§ Material supplied
------------------------------------------------

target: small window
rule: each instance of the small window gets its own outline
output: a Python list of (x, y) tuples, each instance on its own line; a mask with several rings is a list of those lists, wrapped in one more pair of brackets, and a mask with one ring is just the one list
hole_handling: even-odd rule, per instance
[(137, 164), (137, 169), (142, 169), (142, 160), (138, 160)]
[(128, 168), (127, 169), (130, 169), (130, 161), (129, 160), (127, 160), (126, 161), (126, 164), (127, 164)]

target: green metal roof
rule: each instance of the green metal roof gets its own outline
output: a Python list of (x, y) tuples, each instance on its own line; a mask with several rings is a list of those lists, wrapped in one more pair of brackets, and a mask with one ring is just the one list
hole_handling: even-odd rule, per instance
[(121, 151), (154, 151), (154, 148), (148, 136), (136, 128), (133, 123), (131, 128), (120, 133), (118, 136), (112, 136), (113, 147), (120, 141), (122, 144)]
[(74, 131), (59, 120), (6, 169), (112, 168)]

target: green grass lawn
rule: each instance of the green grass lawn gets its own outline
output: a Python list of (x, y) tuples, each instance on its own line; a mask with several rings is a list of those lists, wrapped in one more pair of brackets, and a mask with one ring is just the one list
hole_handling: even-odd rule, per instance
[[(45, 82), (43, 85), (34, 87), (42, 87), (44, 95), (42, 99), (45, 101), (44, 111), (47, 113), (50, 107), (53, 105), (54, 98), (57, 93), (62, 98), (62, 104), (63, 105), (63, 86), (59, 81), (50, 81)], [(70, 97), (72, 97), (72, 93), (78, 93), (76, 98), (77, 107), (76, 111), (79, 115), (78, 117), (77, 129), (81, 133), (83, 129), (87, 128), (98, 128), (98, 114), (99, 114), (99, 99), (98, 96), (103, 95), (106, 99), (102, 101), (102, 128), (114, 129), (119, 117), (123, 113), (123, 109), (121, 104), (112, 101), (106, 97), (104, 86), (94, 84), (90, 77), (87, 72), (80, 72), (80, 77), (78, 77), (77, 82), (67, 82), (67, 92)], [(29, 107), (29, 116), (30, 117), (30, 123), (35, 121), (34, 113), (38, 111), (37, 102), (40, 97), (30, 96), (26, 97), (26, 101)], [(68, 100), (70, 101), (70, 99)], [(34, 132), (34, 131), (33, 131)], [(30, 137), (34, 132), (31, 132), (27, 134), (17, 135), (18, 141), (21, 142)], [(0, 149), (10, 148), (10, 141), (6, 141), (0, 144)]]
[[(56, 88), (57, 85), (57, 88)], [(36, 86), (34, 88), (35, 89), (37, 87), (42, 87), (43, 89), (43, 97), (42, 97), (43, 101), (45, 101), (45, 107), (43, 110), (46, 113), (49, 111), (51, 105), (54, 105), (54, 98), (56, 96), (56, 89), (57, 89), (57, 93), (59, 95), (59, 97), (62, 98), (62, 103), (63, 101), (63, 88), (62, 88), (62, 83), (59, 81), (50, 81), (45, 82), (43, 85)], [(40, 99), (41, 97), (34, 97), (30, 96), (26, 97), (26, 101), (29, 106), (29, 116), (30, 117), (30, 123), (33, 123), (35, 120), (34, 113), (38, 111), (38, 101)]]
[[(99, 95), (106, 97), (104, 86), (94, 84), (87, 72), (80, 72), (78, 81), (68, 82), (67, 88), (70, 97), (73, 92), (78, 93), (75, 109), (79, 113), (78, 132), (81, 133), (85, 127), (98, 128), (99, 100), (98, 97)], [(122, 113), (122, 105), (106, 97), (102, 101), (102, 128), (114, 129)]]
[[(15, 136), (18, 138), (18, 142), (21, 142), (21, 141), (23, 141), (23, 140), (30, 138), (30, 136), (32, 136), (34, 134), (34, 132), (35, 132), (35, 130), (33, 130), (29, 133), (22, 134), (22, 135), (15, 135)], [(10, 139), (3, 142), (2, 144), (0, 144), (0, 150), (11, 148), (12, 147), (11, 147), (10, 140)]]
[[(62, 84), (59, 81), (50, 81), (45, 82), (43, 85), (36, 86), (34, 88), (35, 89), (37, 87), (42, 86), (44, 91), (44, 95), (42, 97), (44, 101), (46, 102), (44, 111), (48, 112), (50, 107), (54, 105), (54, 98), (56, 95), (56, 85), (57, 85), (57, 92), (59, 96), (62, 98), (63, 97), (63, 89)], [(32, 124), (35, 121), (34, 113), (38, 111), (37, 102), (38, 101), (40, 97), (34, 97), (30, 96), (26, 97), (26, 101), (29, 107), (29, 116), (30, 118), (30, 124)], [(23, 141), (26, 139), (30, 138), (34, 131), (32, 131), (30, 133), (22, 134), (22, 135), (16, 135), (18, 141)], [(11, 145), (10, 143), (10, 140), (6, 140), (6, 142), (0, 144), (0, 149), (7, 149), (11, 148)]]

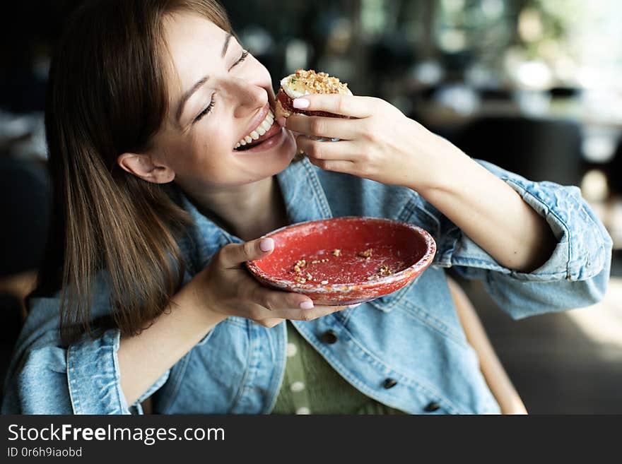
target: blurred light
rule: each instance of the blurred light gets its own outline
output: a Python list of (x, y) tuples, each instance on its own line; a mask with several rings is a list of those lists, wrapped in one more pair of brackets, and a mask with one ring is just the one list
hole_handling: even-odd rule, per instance
[(472, 114), (481, 103), (479, 96), (472, 88), (461, 85), (444, 87), (434, 97), (440, 105), (462, 115)]
[(566, 314), (594, 342), (622, 346), (622, 279), (611, 277), (599, 303)]
[(462, 52), (466, 47), (466, 36), (457, 29), (447, 29), (440, 32), (438, 39), (440, 49), (448, 53)]
[(616, 140), (604, 133), (585, 133), (581, 149), (584, 157), (591, 162), (606, 162), (614, 156)]
[(483, 0), (481, 11), (488, 19), (498, 19), (503, 14), (503, 0)]
[(464, 9), (464, 0), (442, 0), (442, 7), (448, 11), (460, 11)]
[(590, 169), (581, 180), (581, 194), (588, 201), (603, 201), (609, 194), (607, 177), (600, 169)]
[(537, 10), (526, 8), (518, 16), (518, 34), (525, 42), (535, 42), (542, 36), (544, 28)]
[(443, 77), (443, 70), (437, 61), (421, 61), (411, 69), (411, 75), (419, 82), (428, 85), (435, 85)]
[(498, 88), (502, 86), (501, 79), (497, 73), (478, 64), (466, 69), (464, 80), (476, 88)]
[(553, 73), (541, 61), (524, 61), (515, 70), (518, 83), (532, 89), (544, 89), (553, 83)]
[(310, 46), (304, 40), (292, 39), (285, 47), (285, 69), (293, 72), (294, 69), (306, 69), (309, 62)]
[(522, 90), (514, 93), (514, 101), (526, 114), (544, 116), (551, 108), (551, 95), (540, 90)]

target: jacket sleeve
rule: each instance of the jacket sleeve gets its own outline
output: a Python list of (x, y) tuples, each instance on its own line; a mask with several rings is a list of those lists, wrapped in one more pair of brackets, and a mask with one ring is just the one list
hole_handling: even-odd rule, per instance
[(32, 302), (4, 384), (3, 414), (141, 413), (140, 402), (168, 371), (129, 406), (119, 383), (119, 332), (85, 335), (65, 348), (58, 336), (59, 298)]
[[(606, 290), (611, 239), (575, 186), (534, 182), (478, 161), (518, 192), (548, 224), (557, 245), (540, 268), (526, 273), (505, 268), (447, 218), (438, 220), (434, 264), (480, 279), (491, 297), (514, 319), (588, 306)], [(434, 210), (429, 204), (426, 208)]]

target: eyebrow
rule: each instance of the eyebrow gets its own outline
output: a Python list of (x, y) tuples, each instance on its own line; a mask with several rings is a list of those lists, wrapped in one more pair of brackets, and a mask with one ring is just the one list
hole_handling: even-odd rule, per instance
[[(225, 55), (227, 54), (227, 49), (229, 48), (229, 41), (231, 40), (233, 37), (233, 34), (231, 32), (228, 32), (227, 34), (227, 37), (225, 37), (225, 43), (223, 44), (223, 52), (221, 56), (224, 58)], [(199, 88), (201, 88), (206, 82), (207, 82), (208, 79), (209, 79), (209, 76), (204, 76), (199, 81), (195, 83), (192, 87), (188, 89), (186, 92), (184, 93), (184, 95), (182, 95), (182, 98), (180, 100), (180, 105), (177, 106), (177, 111), (175, 113), (175, 119), (177, 123), (179, 123), (180, 118), (182, 117), (182, 113), (184, 111), (184, 106), (186, 105), (186, 102), (188, 101), (188, 99)]]

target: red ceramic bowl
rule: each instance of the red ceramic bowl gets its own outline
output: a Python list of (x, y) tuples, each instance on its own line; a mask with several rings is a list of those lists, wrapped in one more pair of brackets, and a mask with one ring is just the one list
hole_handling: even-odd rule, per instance
[(267, 234), (274, 251), (247, 262), (273, 288), (303, 293), (318, 305), (368, 302), (406, 285), (430, 266), (436, 243), (411, 224), (346, 216), (288, 225)]

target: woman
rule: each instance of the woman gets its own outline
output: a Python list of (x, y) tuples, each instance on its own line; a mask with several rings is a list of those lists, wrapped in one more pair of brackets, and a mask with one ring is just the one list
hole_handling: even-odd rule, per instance
[[(295, 105), (351, 119), (271, 125), (271, 81), (211, 0), (74, 16), (46, 114), (55, 235), (4, 412), (140, 413), (149, 398), (160, 413), (497, 412), (443, 269), (515, 318), (602, 297), (611, 241), (578, 189), (476, 162), (375, 98), (310, 95)], [(234, 148), (264, 121), (265, 141)], [(274, 249), (262, 234), (347, 215), (421, 225), (434, 266), (356, 308), (245, 270)], [(293, 388), (295, 346), (325, 382)]]

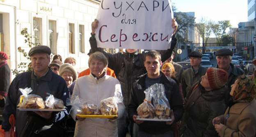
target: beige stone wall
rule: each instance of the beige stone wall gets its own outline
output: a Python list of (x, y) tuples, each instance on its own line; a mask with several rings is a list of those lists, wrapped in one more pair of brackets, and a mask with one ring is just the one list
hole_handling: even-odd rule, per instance
[[(10, 37), (11, 38), (9, 38), (9, 40), (16, 42), (14, 45), (10, 45), (9, 48), (11, 51), (16, 52), (15, 64), (16, 65), (21, 61), (26, 60), (17, 51), (17, 48), (20, 46), (27, 52), (29, 49), (27, 45), (24, 43), (24, 38), (21, 35), (21, 31), (23, 28), (27, 28), (29, 33), (33, 34), (33, 19), (38, 18), (42, 19), (42, 44), (49, 45), (48, 22), (49, 20), (55, 20), (57, 35), (57, 54), (61, 55), (63, 60), (68, 57), (75, 57), (77, 60), (77, 68), (88, 67), (87, 61), (89, 57), (87, 53), (90, 49), (89, 40), (91, 31), (91, 24), (96, 18), (99, 4), (98, 2), (92, 0), (0, 0), (0, 5), (14, 9), (14, 15), (10, 15), (14, 16), (12, 18), (14, 19), (10, 22), (16, 23), (13, 24), (14, 26), (10, 26), (10, 28), (14, 28), (14, 37)], [(2, 12), (0, 9), (0, 13)], [(75, 54), (70, 53), (69, 51), (69, 23), (74, 24)], [(79, 52), (78, 37), (80, 24), (84, 25), (84, 53)], [(13, 66), (12, 68), (16, 67)]]

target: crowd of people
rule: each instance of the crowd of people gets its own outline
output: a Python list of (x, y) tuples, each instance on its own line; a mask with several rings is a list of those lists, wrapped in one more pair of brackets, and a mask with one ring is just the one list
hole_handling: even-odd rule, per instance
[[(50, 49), (38, 46), (28, 53), (33, 71), (20, 74), (10, 84), (8, 55), (0, 52), (0, 113), (5, 137), (14, 135), (14, 131), (18, 137), (256, 137), (256, 77), (246, 76), (231, 63), (231, 51), (217, 51), (217, 66), (208, 69), (200, 65), (202, 54), (192, 51), (188, 55), (191, 68), (184, 71), (172, 60), (175, 19), (170, 48), (142, 53), (126, 49), (125, 53), (111, 54), (97, 47), (98, 24), (96, 20), (91, 24), (89, 68), (80, 73), (75, 58), (63, 63), (62, 56), (55, 55), (50, 63)], [(145, 101), (144, 91), (156, 84), (164, 86), (171, 121), (137, 117), (137, 108)], [(63, 101), (65, 110), (17, 109), (20, 88), (25, 88), (44, 100), (53, 95)], [(118, 116), (112, 118), (81, 117), (71, 105), (78, 99), (100, 105), (101, 100), (116, 96)], [(9, 122), (12, 115), (15, 125)]]

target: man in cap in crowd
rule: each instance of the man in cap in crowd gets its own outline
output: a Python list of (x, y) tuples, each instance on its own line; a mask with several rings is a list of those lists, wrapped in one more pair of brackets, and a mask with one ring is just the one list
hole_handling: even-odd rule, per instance
[(61, 61), (59, 60), (54, 60), (49, 65), (49, 67), (50, 67), (53, 72), (59, 75), (59, 66), (62, 64), (62, 62)]
[[(89, 51), (89, 53), (87, 54), (87, 55), (88, 55), (89, 57), (91, 54), (92, 53), (93, 53), (92, 52), (92, 49), (91, 49)], [(90, 68), (88, 68), (87, 69), (80, 72), (79, 73), (79, 75), (78, 75), (78, 77), (82, 77), (83, 76), (87, 75), (89, 75), (90, 74), (90, 73), (91, 71), (90, 71)], [(109, 67), (107, 67), (107, 75), (111, 76), (114, 78), (117, 78), (117, 77), (116, 77), (116, 75), (115, 75), (114, 71), (112, 70), (111, 69), (110, 69), (110, 68)]]
[(190, 90), (192, 86), (204, 75), (207, 69), (201, 66), (202, 54), (197, 51), (193, 51), (188, 54), (191, 68), (187, 69), (181, 75), (181, 83), (184, 98)]
[(228, 88), (225, 101), (226, 104), (228, 104), (229, 100), (231, 97), (229, 92), (231, 91), (231, 85), (234, 84), (236, 78), (240, 75), (244, 74), (244, 71), (240, 68), (234, 66), (231, 63), (233, 52), (227, 49), (222, 49), (215, 53), (217, 60), (217, 68), (224, 69), (228, 73)]
[(59, 121), (68, 115), (70, 107), (59, 112), (25, 111), (16, 108), (22, 95), (20, 88), (31, 88), (33, 91), (30, 94), (38, 95), (44, 100), (53, 95), (62, 100), (64, 105), (69, 100), (65, 80), (48, 67), (50, 53), (50, 49), (47, 46), (32, 48), (28, 55), (31, 57), (33, 71), (20, 74), (11, 84), (5, 106), (4, 120), (2, 123), (2, 128), (7, 135), (11, 128), (9, 119), (11, 114), (16, 117), (18, 137), (60, 137), (64, 133), (64, 130), (59, 128)]
[[(174, 71), (175, 71), (175, 77), (179, 82), (181, 82), (181, 75), (184, 72), (184, 69), (183, 68), (183, 66), (182, 66), (177, 63), (174, 62), (173, 60), (172, 60), (174, 58), (174, 53), (173, 51), (171, 57), (170, 57), (167, 60), (165, 60), (165, 62), (162, 65), (162, 66), (163, 66), (165, 63), (171, 63), (171, 64), (172, 64), (174, 67)], [(162, 66), (161, 67), (161, 68), (162, 68)]]
[[(6, 60), (8, 55), (5, 53), (0, 51), (0, 115), (2, 115), (5, 106), (4, 97), (7, 95), (10, 86), (10, 73), (11, 71)], [(0, 121), (3, 120), (0, 117)]]

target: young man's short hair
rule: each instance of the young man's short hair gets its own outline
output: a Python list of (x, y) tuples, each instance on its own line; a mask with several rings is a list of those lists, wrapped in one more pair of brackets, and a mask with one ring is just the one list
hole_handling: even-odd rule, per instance
[(156, 57), (158, 60), (159, 62), (161, 62), (161, 54), (160, 53), (155, 50), (150, 50), (146, 52), (144, 54), (144, 61), (146, 61), (146, 57), (149, 56), (152, 57)]

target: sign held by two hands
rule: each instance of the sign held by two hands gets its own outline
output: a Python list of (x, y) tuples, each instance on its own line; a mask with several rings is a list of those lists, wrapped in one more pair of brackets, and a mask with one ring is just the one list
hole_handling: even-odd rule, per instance
[(98, 47), (167, 49), (173, 18), (170, 0), (102, 0), (97, 16)]

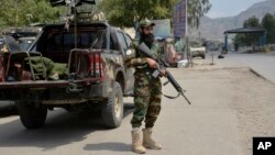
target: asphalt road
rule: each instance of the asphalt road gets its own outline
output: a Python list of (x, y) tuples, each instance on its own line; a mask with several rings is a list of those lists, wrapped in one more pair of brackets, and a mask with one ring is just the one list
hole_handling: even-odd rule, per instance
[(275, 84), (275, 52), (254, 53), (254, 54), (228, 54), (230, 58), (237, 63), (253, 68), (258, 75)]
[[(231, 59), (232, 57), (232, 59)], [(251, 79), (249, 68), (234, 62), (235, 56), (224, 59), (210, 57), (194, 59), (194, 68), (173, 68), (172, 74), (187, 90), (193, 102), (184, 98), (163, 98), (162, 112), (154, 128), (154, 136), (164, 148), (147, 151), (150, 155), (251, 155), (251, 139), (240, 125), (240, 110), (232, 103), (245, 103), (235, 88)], [(235, 58), (237, 59), (237, 58)], [(246, 77), (249, 75), (249, 77)], [(253, 77), (254, 80), (255, 77)], [(242, 80), (243, 82), (238, 82)], [(270, 84), (260, 79), (261, 87)], [(250, 86), (250, 84), (246, 84)], [(245, 87), (248, 87), (244, 85)], [(271, 88), (272, 89), (272, 88)], [(245, 90), (243, 88), (243, 90)], [(164, 93), (175, 95), (170, 85)], [(243, 92), (246, 93), (246, 92)], [(131, 155), (130, 120), (133, 111), (132, 98), (124, 98), (124, 119), (120, 128), (102, 128), (98, 114), (91, 112), (68, 113), (62, 109), (48, 112), (45, 126), (25, 130), (18, 115), (0, 119), (0, 150), (2, 155)], [(266, 101), (267, 102), (267, 101)], [(248, 124), (249, 125), (249, 124)], [(248, 126), (250, 129), (250, 126)], [(263, 126), (265, 130), (266, 126)], [(246, 131), (245, 131), (246, 132)], [(262, 133), (260, 130), (257, 135)], [(253, 133), (252, 133), (253, 134)], [(248, 143), (245, 143), (250, 140)]]

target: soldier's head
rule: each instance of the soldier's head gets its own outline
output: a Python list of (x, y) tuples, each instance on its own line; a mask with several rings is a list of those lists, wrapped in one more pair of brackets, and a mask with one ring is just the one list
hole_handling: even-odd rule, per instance
[(152, 46), (154, 43), (154, 34), (153, 34), (153, 27), (155, 26), (155, 23), (152, 23), (150, 20), (145, 19), (140, 21), (140, 33), (141, 33), (141, 40), (144, 42), (148, 47)]

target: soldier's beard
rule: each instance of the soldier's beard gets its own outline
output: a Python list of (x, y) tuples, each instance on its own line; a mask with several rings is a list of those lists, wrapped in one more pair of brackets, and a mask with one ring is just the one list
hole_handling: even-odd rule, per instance
[(150, 33), (150, 34), (141, 34), (141, 40), (151, 48), (153, 43), (154, 43), (154, 34)]

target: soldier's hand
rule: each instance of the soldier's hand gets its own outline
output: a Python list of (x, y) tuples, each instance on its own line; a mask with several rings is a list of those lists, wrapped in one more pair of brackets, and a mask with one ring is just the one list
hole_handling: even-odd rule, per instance
[(157, 68), (157, 63), (152, 58), (146, 58), (147, 64), (151, 68)]

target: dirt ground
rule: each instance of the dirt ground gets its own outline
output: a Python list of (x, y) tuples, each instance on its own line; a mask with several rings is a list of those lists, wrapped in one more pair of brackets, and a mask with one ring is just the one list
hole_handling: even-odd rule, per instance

------------------------------------------------

§ Objective
Rewrite the lines from the one containing "target: beige stone wall" through the one containing "rule: each instance of the beige", inclusive, swapping "beige" for "gray" and leaving everything else unchanged. Return only those lines.

§ Solved problem
target: gray stone wall
rule: each instance of the gray stone wall gets its own outline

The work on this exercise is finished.